▸ TEXT SECTION:
····················

This is the boldest statement from a serious thinker that I’ve read today (from Russell’s 1945 book The History of Western Philosophy):
Ever since his [Rousseau's] time, those who considered themselves reformers have been divided into two groups, those who followed him and those who followed Locke. Sometimes they cooperated, and many individuals saw no incompatibility. But gradually the incompatibility has become increasingly evident. At the present time, Hitler is an outcome of Rousseau; Roosevelt and Churchill, of Locke.




The key to this being relatively non-controversial is “an outcome.” I’d add that some other outcomes of Rousseau are Communism, Oprah, Freud, Stendhal, Thoreau, John Muir, Flaubert, the “unschooling” movement, Baudelaire, The National Enquirer, and almost every other anti-bourgeois cultural movement of the past 2 centuries.

····················

[Saved data entries]
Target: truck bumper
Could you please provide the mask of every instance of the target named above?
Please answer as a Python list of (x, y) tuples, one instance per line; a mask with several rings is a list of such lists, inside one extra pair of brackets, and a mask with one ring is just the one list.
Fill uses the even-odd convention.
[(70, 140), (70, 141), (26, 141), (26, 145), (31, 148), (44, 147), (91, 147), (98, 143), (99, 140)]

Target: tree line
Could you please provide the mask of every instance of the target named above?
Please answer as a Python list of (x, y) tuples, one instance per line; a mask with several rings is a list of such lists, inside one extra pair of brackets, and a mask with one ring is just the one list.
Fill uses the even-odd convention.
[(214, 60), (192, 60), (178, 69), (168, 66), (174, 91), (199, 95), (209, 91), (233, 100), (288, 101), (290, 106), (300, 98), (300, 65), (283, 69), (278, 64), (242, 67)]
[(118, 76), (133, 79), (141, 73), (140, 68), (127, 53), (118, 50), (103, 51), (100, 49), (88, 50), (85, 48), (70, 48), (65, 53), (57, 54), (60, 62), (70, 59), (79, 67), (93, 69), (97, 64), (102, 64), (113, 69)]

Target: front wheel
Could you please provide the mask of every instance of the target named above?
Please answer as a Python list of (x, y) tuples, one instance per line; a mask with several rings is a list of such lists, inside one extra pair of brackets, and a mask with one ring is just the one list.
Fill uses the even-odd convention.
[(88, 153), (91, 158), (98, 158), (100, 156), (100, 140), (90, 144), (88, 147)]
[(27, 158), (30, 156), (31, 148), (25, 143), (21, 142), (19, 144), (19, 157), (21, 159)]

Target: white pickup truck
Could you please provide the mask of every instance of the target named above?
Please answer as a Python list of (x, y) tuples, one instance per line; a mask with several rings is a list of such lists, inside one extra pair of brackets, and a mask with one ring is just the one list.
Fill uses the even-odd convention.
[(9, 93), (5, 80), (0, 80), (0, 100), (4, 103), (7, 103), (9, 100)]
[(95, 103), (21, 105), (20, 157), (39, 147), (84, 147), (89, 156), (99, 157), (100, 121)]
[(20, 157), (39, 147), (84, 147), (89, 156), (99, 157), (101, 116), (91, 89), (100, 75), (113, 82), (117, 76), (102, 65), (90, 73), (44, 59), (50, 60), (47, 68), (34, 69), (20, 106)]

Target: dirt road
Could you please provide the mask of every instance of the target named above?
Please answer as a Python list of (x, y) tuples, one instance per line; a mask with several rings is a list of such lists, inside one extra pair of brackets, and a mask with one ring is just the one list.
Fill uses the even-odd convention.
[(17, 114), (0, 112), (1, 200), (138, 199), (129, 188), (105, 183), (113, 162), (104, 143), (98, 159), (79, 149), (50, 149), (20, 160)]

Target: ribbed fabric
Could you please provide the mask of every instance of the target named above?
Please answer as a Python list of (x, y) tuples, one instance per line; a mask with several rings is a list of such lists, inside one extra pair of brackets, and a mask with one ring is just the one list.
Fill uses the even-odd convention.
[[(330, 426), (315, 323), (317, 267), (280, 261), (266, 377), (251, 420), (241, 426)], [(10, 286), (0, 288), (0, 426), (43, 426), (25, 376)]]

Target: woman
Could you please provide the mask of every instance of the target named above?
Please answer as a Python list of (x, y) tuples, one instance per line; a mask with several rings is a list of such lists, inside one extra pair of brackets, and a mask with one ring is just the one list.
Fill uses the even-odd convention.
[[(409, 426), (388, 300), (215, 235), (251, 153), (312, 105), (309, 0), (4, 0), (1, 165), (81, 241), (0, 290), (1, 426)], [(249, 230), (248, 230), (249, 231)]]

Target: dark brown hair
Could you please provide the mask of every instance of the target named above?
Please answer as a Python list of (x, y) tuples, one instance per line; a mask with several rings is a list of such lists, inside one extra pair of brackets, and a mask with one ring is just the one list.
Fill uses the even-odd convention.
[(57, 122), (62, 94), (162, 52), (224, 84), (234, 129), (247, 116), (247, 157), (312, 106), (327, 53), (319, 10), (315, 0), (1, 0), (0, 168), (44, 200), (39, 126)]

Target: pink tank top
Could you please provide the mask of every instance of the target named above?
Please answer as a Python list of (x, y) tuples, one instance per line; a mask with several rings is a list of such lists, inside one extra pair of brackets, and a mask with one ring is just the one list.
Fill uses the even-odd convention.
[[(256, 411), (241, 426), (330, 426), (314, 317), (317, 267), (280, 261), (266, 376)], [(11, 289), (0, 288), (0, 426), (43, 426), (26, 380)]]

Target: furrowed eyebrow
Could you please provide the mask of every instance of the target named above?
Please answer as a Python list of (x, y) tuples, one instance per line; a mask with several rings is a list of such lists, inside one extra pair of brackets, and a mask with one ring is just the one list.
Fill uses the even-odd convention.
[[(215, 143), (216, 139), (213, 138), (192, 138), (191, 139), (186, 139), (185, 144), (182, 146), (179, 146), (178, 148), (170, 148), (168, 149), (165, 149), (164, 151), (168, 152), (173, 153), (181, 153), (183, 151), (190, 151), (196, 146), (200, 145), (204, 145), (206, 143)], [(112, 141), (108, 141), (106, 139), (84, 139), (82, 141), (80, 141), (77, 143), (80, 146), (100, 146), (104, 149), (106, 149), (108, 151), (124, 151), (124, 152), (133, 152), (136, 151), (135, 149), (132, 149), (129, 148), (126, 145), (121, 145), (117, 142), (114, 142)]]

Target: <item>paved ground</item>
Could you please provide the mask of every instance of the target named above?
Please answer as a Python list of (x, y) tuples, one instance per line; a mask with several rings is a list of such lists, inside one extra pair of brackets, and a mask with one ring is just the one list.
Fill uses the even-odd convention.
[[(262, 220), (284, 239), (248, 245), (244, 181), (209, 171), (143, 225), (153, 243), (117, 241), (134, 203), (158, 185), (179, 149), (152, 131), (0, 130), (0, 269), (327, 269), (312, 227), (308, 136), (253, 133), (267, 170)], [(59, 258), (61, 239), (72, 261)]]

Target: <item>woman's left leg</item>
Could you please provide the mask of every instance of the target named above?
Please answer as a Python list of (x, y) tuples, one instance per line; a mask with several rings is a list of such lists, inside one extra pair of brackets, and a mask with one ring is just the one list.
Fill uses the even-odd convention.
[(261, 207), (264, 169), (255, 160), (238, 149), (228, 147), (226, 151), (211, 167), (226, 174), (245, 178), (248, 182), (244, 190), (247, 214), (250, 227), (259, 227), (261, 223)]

····················

▸ REQUIRED WORK:
In the passage on Rousseau and Locke, what book is the quoted statement taken from?

▸ TASK OUTPUT:
Russell's 1945 book The History of Western Philosophy.